[Materials provided]:
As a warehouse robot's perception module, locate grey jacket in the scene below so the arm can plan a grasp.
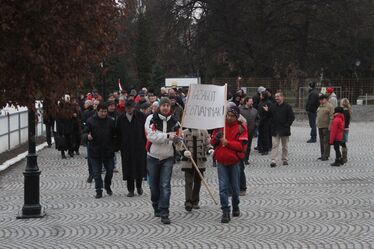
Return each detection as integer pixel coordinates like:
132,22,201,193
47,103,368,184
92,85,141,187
239,106,258,134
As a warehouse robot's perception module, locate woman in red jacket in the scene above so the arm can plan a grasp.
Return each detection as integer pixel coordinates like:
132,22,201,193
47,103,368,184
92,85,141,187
211,105,248,223
329,107,345,166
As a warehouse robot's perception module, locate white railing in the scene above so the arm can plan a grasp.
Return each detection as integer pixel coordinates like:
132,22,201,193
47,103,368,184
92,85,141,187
0,106,45,153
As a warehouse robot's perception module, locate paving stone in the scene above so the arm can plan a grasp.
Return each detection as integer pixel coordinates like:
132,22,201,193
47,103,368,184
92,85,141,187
0,123,374,249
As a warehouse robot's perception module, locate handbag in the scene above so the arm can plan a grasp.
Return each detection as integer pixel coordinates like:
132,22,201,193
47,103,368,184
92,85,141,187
53,132,67,150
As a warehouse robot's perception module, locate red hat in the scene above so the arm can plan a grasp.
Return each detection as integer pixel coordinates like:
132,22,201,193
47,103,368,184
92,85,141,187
326,87,334,94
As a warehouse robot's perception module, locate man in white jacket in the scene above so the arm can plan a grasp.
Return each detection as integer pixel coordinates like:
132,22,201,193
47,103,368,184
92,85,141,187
145,97,181,224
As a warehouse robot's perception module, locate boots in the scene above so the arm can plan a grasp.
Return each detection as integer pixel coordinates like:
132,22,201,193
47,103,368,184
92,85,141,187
61,150,66,159
342,148,348,164
330,158,343,166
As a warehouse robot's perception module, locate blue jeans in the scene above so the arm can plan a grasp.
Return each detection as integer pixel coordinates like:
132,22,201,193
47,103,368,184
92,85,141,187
147,156,174,217
217,163,240,213
87,145,94,176
308,112,317,140
88,157,114,193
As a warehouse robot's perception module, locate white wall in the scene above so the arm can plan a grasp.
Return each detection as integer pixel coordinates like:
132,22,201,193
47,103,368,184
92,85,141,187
0,107,45,153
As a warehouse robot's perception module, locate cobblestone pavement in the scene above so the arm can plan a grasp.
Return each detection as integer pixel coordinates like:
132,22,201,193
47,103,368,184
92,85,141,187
0,123,374,249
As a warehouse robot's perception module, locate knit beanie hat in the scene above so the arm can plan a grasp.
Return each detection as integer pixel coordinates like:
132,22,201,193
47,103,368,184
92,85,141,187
334,106,344,113
160,97,170,106
227,102,240,118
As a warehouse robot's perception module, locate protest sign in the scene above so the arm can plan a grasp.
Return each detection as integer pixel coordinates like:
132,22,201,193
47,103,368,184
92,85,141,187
182,85,227,130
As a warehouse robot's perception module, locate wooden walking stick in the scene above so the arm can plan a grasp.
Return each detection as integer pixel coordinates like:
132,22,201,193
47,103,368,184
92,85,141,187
181,141,218,205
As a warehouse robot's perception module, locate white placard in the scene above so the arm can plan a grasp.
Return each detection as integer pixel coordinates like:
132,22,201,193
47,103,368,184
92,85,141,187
182,85,226,130
165,78,200,87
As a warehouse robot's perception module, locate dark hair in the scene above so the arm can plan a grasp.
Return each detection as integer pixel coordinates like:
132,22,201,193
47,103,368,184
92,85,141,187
275,90,284,97
96,102,108,111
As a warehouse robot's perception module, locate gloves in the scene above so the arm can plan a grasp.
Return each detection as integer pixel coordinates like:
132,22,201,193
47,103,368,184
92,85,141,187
214,131,223,142
183,150,192,158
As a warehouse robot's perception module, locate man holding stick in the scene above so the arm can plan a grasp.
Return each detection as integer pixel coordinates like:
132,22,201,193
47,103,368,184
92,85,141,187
145,97,182,224
211,105,248,223
181,129,212,212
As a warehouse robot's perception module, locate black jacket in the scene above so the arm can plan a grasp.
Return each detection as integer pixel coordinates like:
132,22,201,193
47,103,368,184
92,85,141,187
305,88,319,112
269,102,295,137
83,114,116,159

[What to do]: Pull out every line of the entries above that contains the word "stick".

[Task solution]:
As a warehouse robot's perception module, locate wooden walking stick in the scene above so the arm can plan a grasp.
As a warehouse robot's perception module, locate man holding stick in the scene above so the arm can plan a grasp.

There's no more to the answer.